# Work to complete
Could you return every record below without changing a word?

━━━━━━

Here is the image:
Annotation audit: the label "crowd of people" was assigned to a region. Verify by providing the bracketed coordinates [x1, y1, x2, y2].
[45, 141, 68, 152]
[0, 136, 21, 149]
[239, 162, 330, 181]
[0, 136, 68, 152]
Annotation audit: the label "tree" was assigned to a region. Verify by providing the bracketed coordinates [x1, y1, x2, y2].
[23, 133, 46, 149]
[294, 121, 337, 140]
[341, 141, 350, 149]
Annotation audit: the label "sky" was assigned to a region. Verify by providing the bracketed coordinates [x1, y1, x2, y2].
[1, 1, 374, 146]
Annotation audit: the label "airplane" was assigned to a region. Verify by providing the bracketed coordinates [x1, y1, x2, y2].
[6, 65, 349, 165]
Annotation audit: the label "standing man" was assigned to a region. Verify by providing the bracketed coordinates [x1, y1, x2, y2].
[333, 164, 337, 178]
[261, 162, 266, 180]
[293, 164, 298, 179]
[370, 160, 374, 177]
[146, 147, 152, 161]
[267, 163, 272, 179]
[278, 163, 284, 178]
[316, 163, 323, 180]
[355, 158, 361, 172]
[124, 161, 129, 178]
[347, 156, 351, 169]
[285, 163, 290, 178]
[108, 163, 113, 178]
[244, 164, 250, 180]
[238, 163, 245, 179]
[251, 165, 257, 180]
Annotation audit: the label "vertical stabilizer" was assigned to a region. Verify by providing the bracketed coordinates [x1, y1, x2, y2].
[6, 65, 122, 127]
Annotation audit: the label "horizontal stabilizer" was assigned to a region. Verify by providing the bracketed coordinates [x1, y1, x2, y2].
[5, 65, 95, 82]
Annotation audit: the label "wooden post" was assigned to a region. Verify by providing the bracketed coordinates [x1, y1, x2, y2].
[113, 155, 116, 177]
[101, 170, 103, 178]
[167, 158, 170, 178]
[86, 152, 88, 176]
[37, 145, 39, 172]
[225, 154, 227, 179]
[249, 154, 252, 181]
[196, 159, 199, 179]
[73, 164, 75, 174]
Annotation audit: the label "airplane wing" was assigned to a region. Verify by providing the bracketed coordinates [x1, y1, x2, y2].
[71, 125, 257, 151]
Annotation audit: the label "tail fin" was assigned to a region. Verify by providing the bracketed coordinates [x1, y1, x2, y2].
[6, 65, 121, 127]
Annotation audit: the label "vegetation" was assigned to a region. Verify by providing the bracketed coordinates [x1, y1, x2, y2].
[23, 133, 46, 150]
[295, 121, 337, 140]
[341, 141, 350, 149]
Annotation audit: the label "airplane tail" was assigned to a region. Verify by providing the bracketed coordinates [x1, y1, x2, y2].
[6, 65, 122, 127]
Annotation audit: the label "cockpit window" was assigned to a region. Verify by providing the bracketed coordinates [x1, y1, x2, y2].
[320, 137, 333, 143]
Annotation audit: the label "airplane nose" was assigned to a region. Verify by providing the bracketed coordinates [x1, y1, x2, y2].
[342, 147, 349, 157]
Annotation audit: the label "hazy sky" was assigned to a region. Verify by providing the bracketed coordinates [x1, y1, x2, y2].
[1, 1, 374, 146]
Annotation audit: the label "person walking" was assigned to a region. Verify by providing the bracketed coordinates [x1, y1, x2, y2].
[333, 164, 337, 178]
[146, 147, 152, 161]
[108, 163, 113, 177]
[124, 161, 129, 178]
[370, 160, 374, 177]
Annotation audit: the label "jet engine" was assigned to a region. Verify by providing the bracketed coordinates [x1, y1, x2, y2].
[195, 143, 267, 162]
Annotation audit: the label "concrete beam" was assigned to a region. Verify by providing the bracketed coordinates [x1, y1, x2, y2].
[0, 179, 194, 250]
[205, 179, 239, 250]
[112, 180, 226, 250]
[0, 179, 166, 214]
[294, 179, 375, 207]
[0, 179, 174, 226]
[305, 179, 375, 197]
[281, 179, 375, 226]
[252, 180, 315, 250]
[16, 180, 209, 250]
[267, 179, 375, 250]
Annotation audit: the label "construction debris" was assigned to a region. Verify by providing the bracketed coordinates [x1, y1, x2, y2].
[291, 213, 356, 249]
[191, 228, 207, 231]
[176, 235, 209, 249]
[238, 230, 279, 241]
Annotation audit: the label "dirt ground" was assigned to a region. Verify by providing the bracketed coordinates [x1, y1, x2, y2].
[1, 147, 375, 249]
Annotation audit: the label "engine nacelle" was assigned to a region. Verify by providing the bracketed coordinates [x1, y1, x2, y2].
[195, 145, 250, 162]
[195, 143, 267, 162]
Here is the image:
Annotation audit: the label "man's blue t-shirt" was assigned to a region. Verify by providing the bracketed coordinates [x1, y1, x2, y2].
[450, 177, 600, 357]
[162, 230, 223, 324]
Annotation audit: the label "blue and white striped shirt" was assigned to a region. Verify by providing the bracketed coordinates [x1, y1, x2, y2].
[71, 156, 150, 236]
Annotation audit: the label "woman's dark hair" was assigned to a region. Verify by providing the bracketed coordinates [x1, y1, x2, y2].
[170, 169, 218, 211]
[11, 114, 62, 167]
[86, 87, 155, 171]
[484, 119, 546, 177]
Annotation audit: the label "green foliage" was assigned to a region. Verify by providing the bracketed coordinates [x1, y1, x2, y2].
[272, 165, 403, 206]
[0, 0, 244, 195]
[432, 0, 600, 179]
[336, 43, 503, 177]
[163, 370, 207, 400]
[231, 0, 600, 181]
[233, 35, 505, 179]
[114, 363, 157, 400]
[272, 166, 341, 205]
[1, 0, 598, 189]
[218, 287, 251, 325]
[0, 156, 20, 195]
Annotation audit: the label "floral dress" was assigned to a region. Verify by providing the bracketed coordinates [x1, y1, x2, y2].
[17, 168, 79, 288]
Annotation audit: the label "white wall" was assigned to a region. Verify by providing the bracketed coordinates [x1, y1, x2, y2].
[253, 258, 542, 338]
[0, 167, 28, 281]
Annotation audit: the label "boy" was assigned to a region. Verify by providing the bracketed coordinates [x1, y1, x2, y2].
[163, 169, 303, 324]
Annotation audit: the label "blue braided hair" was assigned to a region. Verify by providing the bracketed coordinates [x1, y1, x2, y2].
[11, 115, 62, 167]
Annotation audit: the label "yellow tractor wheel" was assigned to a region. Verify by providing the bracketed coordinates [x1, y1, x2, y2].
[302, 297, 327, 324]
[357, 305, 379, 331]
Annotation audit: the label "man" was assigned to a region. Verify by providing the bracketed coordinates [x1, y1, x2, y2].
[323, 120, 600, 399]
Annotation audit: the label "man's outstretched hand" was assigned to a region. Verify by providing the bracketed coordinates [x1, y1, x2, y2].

━━━━━━

# Your solution
Here is the image:
Annotation audit: the label "crowd of people" was assigned to a region. Verify by providing the bracketed coordinates [x1, y1, x2, y2].
[45, 141, 68, 152]
[0, 136, 21, 149]
[239, 162, 330, 181]
[0, 136, 68, 152]
Annotation audit: the label "tree" was assigned to a region. Verify by providing the bracketed coordinates [x1, y1, x2, y2].
[23, 133, 46, 149]
[294, 121, 337, 140]
[341, 141, 350, 149]
Annotation audit: the label "sky" was assigned to a region. Verify by providing the bracketed coordinates [x1, y1, x2, y2].
[1, 1, 374, 146]
Annotation audit: the label "airplane" was assigned to a region. Verify by providing the bracketed coordinates [x1, y1, x2, y2].
[6, 65, 349, 165]
Annotation audit: the label "standing man" was assigned to a region. Verify by providing the bracketed coordinates [x1, y1, x2, y2].
[333, 164, 337, 178]
[261, 162, 266, 180]
[293, 164, 298, 179]
[370, 160, 374, 177]
[146, 147, 152, 161]
[267, 163, 272, 179]
[278, 163, 284, 178]
[316, 163, 323, 180]
[355, 158, 361, 172]
[124, 161, 129, 178]
[347, 156, 351, 169]
[285, 163, 290, 178]
[108, 163, 113, 178]
[244, 164, 250, 180]
[238, 163, 245, 179]
[251, 165, 257, 180]
Annotation audit: the label "vertical stabilizer" was assigned to a region. Verify by providing the bracketed coordinates [x1, y1, x2, y2].
[6, 65, 122, 127]
Annotation audit: the label "horizontal stabilizer" was assigned to a region. Verify by providing the bracketed coordinates [x1, y1, x2, y2].
[5, 65, 95, 82]
Annotation audit: the label "wooden post" was assigned to a region. Verify by providing the bracketed coordinates [x1, y1, x2, y2].
[113, 155, 116, 177]
[101, 170, 103, 178]
[167, 158, 170, 178]
[86, 152, 88, 176]
[37, 145, 39, 172]
[225, 154, 227, 179]
[249, 154, 252, 181]
[196, 159, 199, 179]
[73, 164, 75, 174]
Annotation audit: the label "airplane wing" was assigned to a region. Verify by providing the bracketed coordinates [x1, y1, x2, y2].
[71, 125, 257, 151]
Annotation audit: the label "tail fin" was assigned to a region. Verify by providing the bracketed coordinates [x1, y1, x2, y2].
[6, 65, 121, 127]
Annotation audit: the label "vegetation" was assigned to a region. Verify by providing the bracketed coordinates [x1, y1, x2, y2].
[23, 133, 46, 150]
[295, 121, 337, 140]
[341, 141, 350, 149]
Annotation audit: the label "airplane tail" was assigned to a region. Verify by providing the bracketed coordinates [x1, y1, x2, y2].
[6, 65, 122, 127]
Annotation audit: the label "cockpit window" was assigned to a region. Verify by providing the bracketed coordinates [x1, y1, x2, y2].
[320, 137, 333, 143]
Annotation audit: the label "airplane nose" was assigned to a region. Verify by providing the bracketed coordinates [x1, y1, x2, y2].
[342, 147, 349, 157]
Annotation audit: the label "hazy sky" was assigned to a region. Verify by providing the bracketed coordinates [x1, y1, x2, y2].
[1, 1, 374, 146]
Annotation audit: the label "person walking" was assigned to a region. Verify by providing the bracketed coordinates [x1, y1, x2, y2].
[333, 164, 337, 178]
[146, 147, 152, 161]
[108, 163, 113, 177]
[124, 161, 129, 178]
[370, 160, 374, 177]
Annotation audit: the label "jet engine" was assigned to a region. Verify by providing the bracketed coordinates [x1, y1, x2, y2].
[195, 143, 267, 162]
Annotation audit: the label "concrete beam" was assigned to a region. Verify by providing the bracketed coordinates [x1, y1, x2, y2].
[0, 179, 194, 250]
[205, 179, 239, 250]
[112, 180, 226, 250]
[0, 179, 166, 214]
[294, 179, 375, 207]
[0, 179, 174, 226]
[305, 179, 375, 197]
[281, 179, 375, 226]
[252, 180, 315, 250]
[16, 180, 209, 250]
[267, 179, 375, 250]
Annotation audit: the label "construction debris" was assigned to a region. Verify by providing the bracketed coordinates [x1, y1, x2, y2].
[291, 213, 356, 249]
[191, 228, 207, 231]
[176, 235, 209, 249]
[238, 230, 279, 241]
Annotation audit: the label "dirt ground" was assigned to a region. Verify by providing the bracketed coordinates [x1, y1, x2, y2].
[1, 147, 375, 249]
Annotation audit: the label "engine nacelle" was assigned to a region. Verify by providing the bracketed coordinates [x1, y1, x2, y2].
[195, 145, 250, 162]
[195, 143, 267, 162]
Here is the image:
Annotation audit: the label "man's blue t-shirt" was assigned to a region. Verify by providing the bracketed coordinates [x1, y1, x2, y2].
[450, 177, 600, 357]
[162, 230, 223, 324]
Annotation audit: the label "blue and white striped shirt" was assigned to a region. Verify by providing the bracketed coordinates [x1, y1, x2, y2].
[71, 156, 150, 236]
Annotation audit: the label "woman's dark hair" was assigned to a region. Verify by providing the bracketed coordinates [x1, y1, x2, y2].
[170, 169, 218, 211]
[11, 114, 62, 167]
[86, 87, 155, 171]
[484, 119, 546, 177]
Annotation audit: the label "green foliage" was assigned to a region. Verify by providing the bracketed coordinates [x1, y1, x2, y2].
[272, 165, 403, 206]
[0, 0, 244, 195]
[432, 0, 600, 179]
[336, 43, 503, 177]
[163, 370, 207, 400]
[231, 0, 600, 181]
[233, 35, 505, 179]
[114, 363, 157, 400]
[272, 166, 341, 205]
[1, 0, 598, 189]
[218, 287, 251, 325]
[0, 156, 20, 195]
Annotation audit: the label "floral dress" was assigned to a region. Verify by providing the bracketed coordinates [x1, y1, x2, y2].
[17, 168, 79, 288]
Annotation audit: the label "white wall" was assigned to a region. Verify by providing the bracketed coordinates [x1, y1, x2, y2].
[253, 258, 542, 338]
[0, 167, 28, 281]
Annotation audit: the label "boy" was assigned to a region. Verify by providing the bracketed coordinates [x1, y1, x2, y2].
[163, 169, 303, 324]
Annotation audit: the label "blue braided hair" was assigned to a region. Verify by providing the bracketed coordinates [x1, y1, x2, y2].
[11, 115, 62, 167]
Annotation audit: the label "yellow tractor wheel" was assigned to a region. Verify by providing the bracketed coordinates [x1, y1, x2, y2].
[302, 297, 327, 324]
[357, 305, 379, 331]
Annotation audit: the label "man" was assigned to a region. Verify by providing the bracketed coordinates [x1, y1, x2, y2].
[323, 120, 600, 399]
Annotation audit: the label "man's outstretched hand" was assigned to a region. Verify by providing the bracketed coordinates [x1, y1, x2, y2].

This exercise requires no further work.